**The request**. Update the rows below by replacing "one pin" with "a single pin" wherever it occurs, keeping everything else the same, and leave the pictures out of your answer.

**Material to process**.
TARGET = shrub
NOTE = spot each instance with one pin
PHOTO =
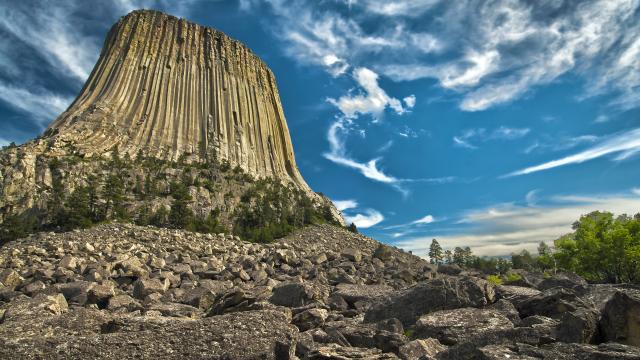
(494, 279)
(511, 277)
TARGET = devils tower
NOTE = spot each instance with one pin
(167, 87)
(176, 121)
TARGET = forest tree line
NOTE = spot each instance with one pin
(602, 248)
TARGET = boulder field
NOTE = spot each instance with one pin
(120, 291)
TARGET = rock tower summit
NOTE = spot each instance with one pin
(168, 87)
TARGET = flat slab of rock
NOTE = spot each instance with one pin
(337, 352)
(621, 318)
(451, 326)
(432, 295)
(97, 335)
(353, 293)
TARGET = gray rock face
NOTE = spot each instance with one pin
(92, 334)
(426, 349)
(452, 326)
(295, 294)
(621, 318)
(432, 295)
(168, 89)
(165, 294)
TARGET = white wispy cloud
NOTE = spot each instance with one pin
(342, 205)
(410, 101)
(532, 197)
(505, 228)
(52, 35)
(367, 219)
(59, 39)
(399, 7)
(44, 106)
(373, 101)
(559, 143)
(337, 154)
(624, 144)
(428, 219)
(501, 133)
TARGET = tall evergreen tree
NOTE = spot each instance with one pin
(435, 252)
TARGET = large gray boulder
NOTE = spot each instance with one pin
(432, 295)
(621, 318)
(92, 334)
(452, 326)
(295, 294)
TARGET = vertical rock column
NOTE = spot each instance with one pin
(167, 87)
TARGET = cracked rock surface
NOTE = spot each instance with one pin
(122, 291)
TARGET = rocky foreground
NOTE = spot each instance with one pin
(121, 291)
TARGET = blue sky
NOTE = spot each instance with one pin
(490, 124)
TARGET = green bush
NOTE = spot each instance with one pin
(512, 277)
(494, 279)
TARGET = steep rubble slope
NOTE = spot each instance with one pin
(117, 291)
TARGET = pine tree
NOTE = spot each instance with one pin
(458, 256)
(435, 252)
(448, 257)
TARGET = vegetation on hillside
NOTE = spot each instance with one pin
(602, 248)
(267, 209)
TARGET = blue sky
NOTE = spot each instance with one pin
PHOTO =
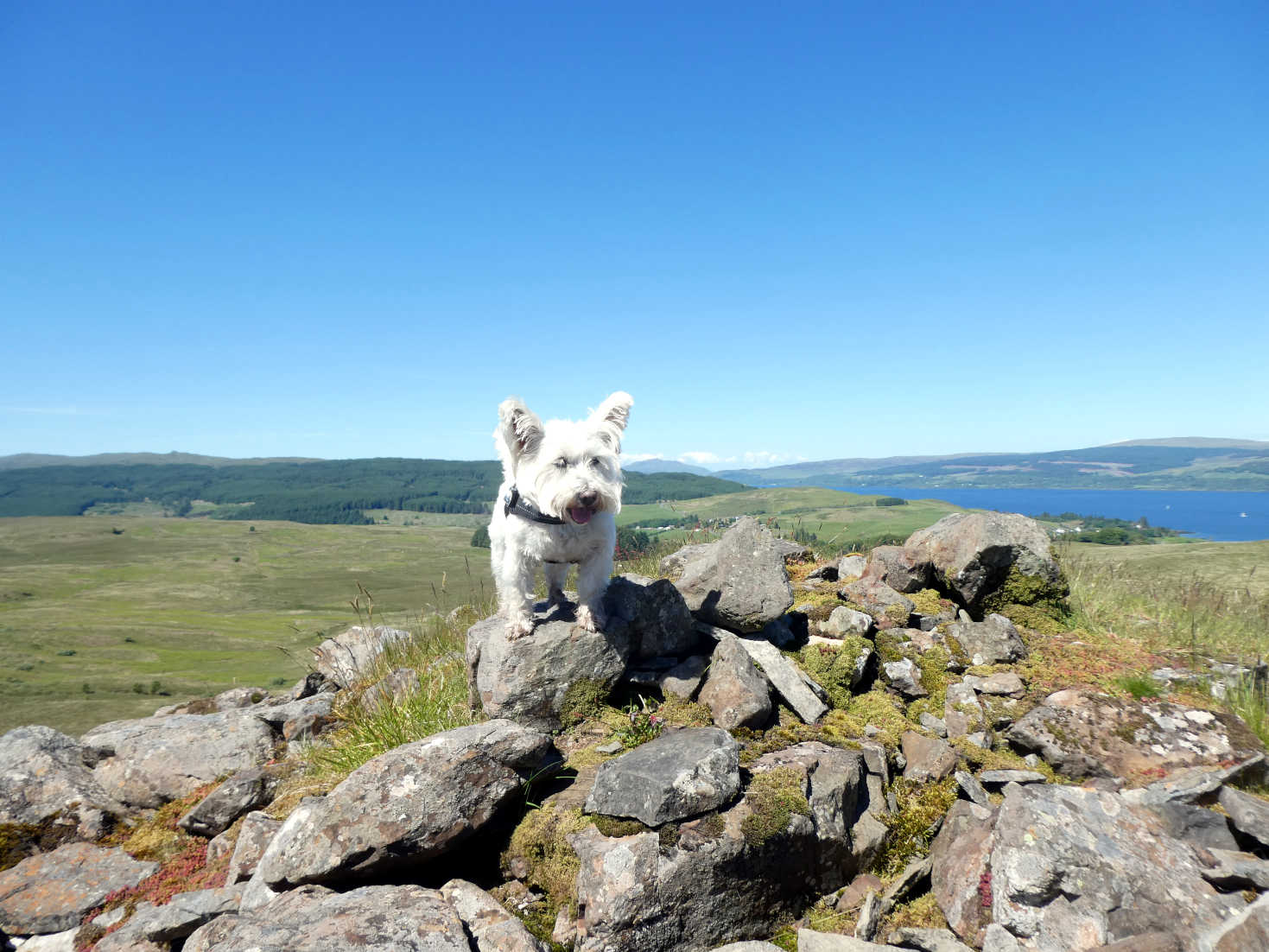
(790, 232)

**Solution for this exercise**.
TARGET = shrub
NOTE = spot each instance with a single pin
PHOTO =
(494, 279)
(511, 277)
TARGET = devils tower
NOTE = spot each instance with a single pin
(167, 87)
(176, 121)
TARGET = forest tree line
NOTE = spot each instance with a single pin
(602, 248)
TARGET = boulder field
NOTE = spot each instance with a single pin
(120, 291)
TARGET = rock tower summit
NOTE = spot each instance with a single pin
(168, 87)
TARGET = flat slab of rock
NOTE = spot each instance with a single pin
(337, 352)
(621, 318)
(451, 326)
(432, 295)
(97, 335)
(353, 293)
TARGET = gray rock face
NOTE = spot each instance with a single pin
(92, 334)
(426, 349)
(452, 326)
(295, 294)
(621, 318)
(432, 295)
(168, 89)
(165, 294)
TARGET = white wispy cloud
NOTE = spot each instance with a single pin
(342, 205)
(410, 101)
(532, 197)
(505, 228)
(52, 35)
(367, 219)
(59, 39)
(399, 7)
(44, 106)
(373, 101)
(559, 143)
(337, 154)
(624, 144)
(428, 219)
(501, 133)
TARGET = tall evergreen tree
NOTE = spot each instance with a single pin
(435, 252)
TARGET = large gray boulder
NOTE = spot each instance with a single pin
(432, 295)
(621, 318)
(92, 334)
(452, 326)
(295, 294)
TARGET = vertical rock column
NOTE = spot each instance with a single pin
(167, 87)
TARGET = cracked rock surface
NOTE = spot each instance with a single pin
(122, 291)
TARGET = rocky foreground
NOTE = spot each instance with a single pin
(121, 291)
TARGET = blue sky
NOTE = spot each instance with a single pin
(490, 124)
TARGET = green bush
NOTE = spot each instance with a single pin
(512, 277)
(494, 279)
TARGET = steep rubble slope
NOTE = spot each instance with a single pin
(117, 291)
TARGET = pine tree
NOTE = spot each instance with a single pin
(458, 256)
(435, 252)
(448, 257)
TARGET = vegetation on hillside
NOTE = spot each instance with a single pin
(602, 248)
(267, 209)
TARGET = blue sky
NOTE = spot each instance with a single pin
PHOTO =
(790, 232)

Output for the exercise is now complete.